Job |
Please convert every line of the records below into a JSON list of strings, one string per line, skipping blank lines. Leave the pictures out of the answer.
----------------
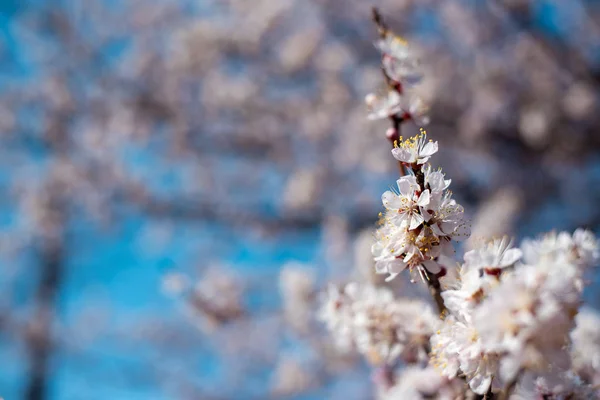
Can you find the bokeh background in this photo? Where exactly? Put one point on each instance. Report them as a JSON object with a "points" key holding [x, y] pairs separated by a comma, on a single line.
{"points": [[180, 179]]}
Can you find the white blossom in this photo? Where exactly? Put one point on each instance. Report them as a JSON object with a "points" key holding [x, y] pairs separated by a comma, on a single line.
{"points": [[585, 339], [415, 150], [458, 347], [407, 203], [415, 383], [378, 326], [493, 256]]}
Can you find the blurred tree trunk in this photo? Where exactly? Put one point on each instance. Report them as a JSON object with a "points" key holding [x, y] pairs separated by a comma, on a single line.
{"points": [[40, 341]]}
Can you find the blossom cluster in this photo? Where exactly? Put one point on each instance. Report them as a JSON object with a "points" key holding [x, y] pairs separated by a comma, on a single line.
{"points": [[421, 218], [384, 329], [510, 324], [402, 72], [511, 311]]}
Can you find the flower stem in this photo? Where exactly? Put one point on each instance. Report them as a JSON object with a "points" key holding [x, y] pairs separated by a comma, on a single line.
{"points": [[436, 292]]}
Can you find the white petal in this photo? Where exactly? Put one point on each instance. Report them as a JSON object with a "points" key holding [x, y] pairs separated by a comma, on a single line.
{"points": [[510, 257], [403, 155], [432, 266], [480, 384], [423, 199], [417, 219], [390, 200], [429, 149], [391, 277]]}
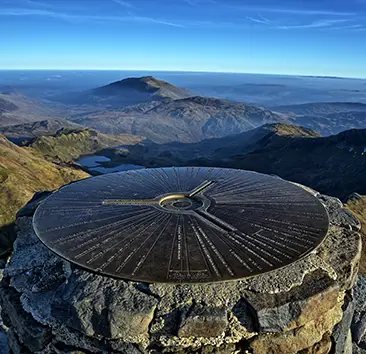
----------------
Result |
[
  "Can you find the bokeh background in this photo? Where exactly? Put one point on each instance. Report them as a JSON object with a \"points\" key holding [x, y] pairs separated by a comma, on a single line.",
  "{\"points\": [[180, 179]]}",
  "Can you find the white blossom in this photo? Where exactly? Put one point on each instance. Report them as a JSON object with a \"points\" key holding [x, y] pairs separated by a comma, on a single line.",
  "{\"points\": [[585, 339], [415, 150], [458, 347], [407, 203], [415, 383], [378, 326], [493, 256]]}",
  "Can you find the blurred tree trunk in this photo? Where exactly? Put one point on each instance. Report them as a JSON object with a \"points\" key holding [x, y] pairs separated by a comma, on a single line.",
  "{\"points\": [[40, 341]]}",
  "Can you find the blossom cluster in this photo? Where exactly? Put one point on each instance. Report them as a JSON object with a \"points\" key holding [x, y] pairs separated by a comma, on a single line.",
  "{\"points\": [[421, 218], [384, 329], [510, 324], [402, 72], [511, 311]]}",
  "Can you find the flower stem in this photo? Where exactly? Put one point on each instance. Report them as a JSON object with a \"points\" key holding [x, y] pairs separated by a comma, on a single line.",
  "{\"points\": [[436, 292]]}",
  "Can you find the white petal in this photo? Where exactly? Put one point on each instance. Report them as a JSON object with a \"points\" key holding [x, y] pairs separated by a comma, on a single line.",
  "{\"points\": [[510, 257], [403, 155], [432, 266], [480, 384], [423, 199], [417, 219], [390, 200], [429, 149], [391, 277]]}"
]